= Task =
Retype the data below exactly, skipping pictures.

──────

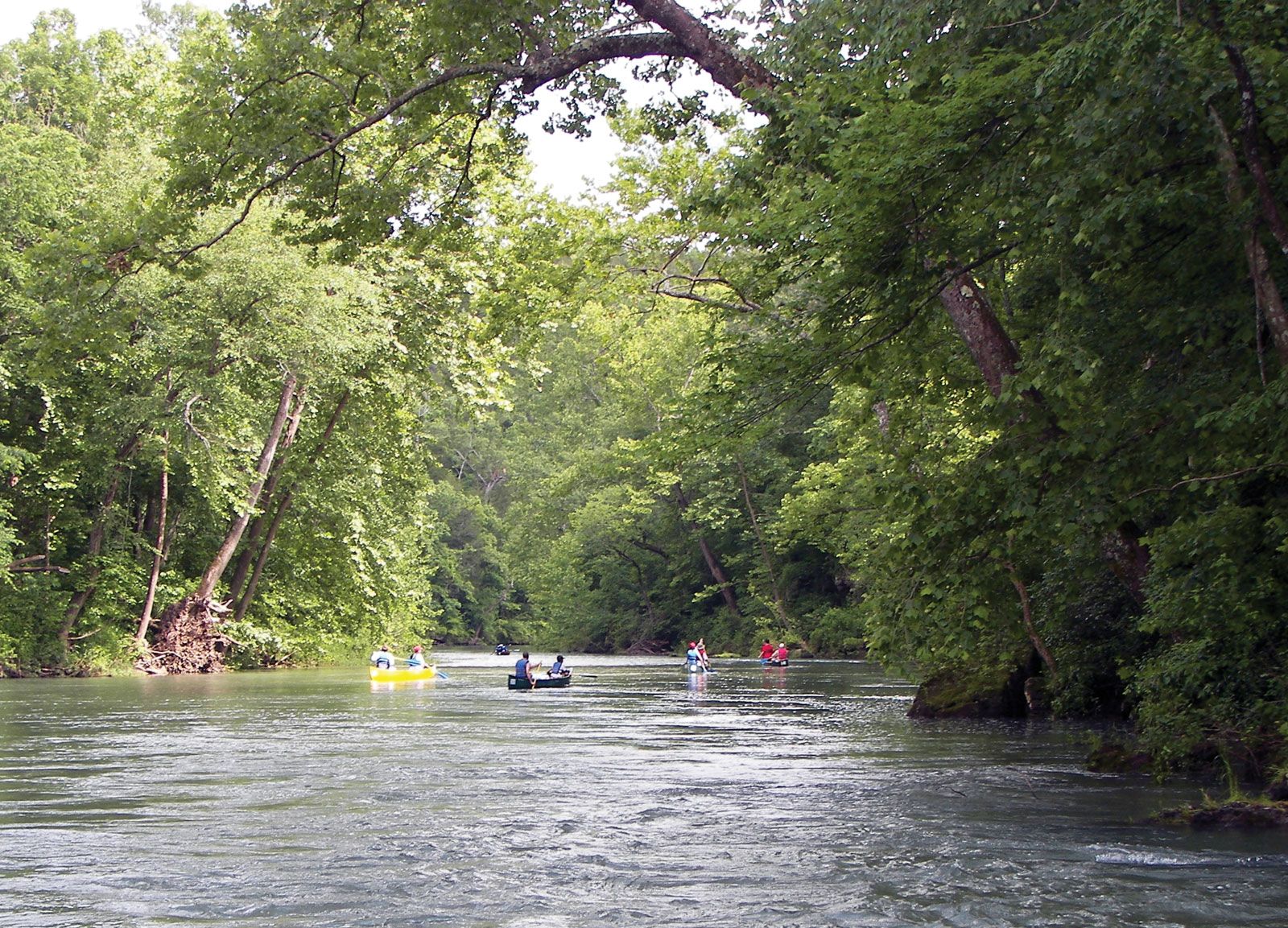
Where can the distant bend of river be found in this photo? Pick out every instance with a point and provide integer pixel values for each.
(800, 796)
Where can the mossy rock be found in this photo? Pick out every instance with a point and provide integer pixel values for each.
(972, 694)
(1228, 815)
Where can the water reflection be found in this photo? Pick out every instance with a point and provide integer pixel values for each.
(796, 796)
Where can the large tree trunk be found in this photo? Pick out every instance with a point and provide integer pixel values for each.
(245, 596)
(141, 636)
(257, 526)
(232, 538)
(710, 556)
(262, 560)
(97, 534)
(779, 605)
(187, 637)
(1270, 305)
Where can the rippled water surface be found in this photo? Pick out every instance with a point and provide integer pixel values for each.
(637, 797)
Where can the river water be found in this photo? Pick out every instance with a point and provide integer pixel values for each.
(635, 797)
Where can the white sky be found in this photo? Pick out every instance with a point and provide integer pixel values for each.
(560, 163)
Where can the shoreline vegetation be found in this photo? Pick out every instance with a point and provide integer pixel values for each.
(966, 352)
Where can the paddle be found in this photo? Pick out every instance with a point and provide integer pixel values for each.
(437, 672)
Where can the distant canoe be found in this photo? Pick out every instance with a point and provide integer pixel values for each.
(402, 674)
(538, 683)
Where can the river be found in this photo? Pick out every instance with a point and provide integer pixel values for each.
(796, 796)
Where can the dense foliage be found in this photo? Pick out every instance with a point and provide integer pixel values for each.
(970, 354)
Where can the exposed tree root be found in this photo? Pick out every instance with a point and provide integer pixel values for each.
(187, 640)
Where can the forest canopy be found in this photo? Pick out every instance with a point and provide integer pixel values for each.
(968, 353)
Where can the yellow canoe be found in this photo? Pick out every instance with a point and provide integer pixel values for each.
(401, 674)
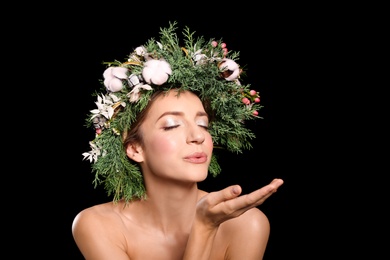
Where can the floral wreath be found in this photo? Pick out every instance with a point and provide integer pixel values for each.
(204, 67)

──────

= Task solution =
Where can the distant bend of river be found in this photo? Pick out every instance with a point and provide integer pixel values for each.
(800, 796)
Where can the mossy rock be found in this photo? Pick out every instance with a point and provide integer pixel values for each.
(972, 694)
(1228, 815)
Where can the water reflection be found in this photo? Pick out every instance with a point and provide integer pixel values for each.
(796, 796)
Where can the large tree trunk be found in this photo? Pick out every instance with a point and provide integer pixel values for each.
(245, 596)
(141, 636)
(257, 526)
(232, 538)
(710, 556)
(262, 560)
(97, 534)
(779, 605)
(187, 637)
(1270, 305)
Where can the rippled water surface be found in this photo? Pick out every instance with a point and provide integer pixel values for each.
(637, 797)
Where can the river water be found in this photo? Pick out every instance with a point and provide integer pixel values for each.
(635, 797)
Where can the white sky be found in this photo? Pick out every instance with a point and provide integer pixel values for each.
(560, 163)
Where can the shoreline vegetation be found in this photo? Pick out every instance with a point and provide integer pixel values for each.
(966, 352)
Where can the paddle be found in this photo? Pick out every instance with a point and provide integer pixel values for each.
(437, 672)
Where can the distant canoe be found in this photo? Pick out every instance with a point and provide integer pixel values for each.
(402, 674)
(538, 683)
Where can the river be found in this photo? Pick out every instance with a point and provide integer pixel values for each.
(796, 796)
Where can the dense foliage be found in this photo? Pick out every instance with a point and provide integer pixel values for each.
(970, 354)
Where can the exposed tree root be found in this photo? Pick out every instance with a point and provide integer pixel values for each.
(187, 640)
Where can the forest canopy be found in this photo? Pick out every instance with a point and provide integer pixel values for each.
(968, 353)
Where can the yellow canoe be found in this photo? Pick out every instance with a point and provide integer pixel values for each.
(401, 674)
Where can the floral wreath be found in this photo? Pick out every instance with a point and provide integer pixel values for each.
(204, 67)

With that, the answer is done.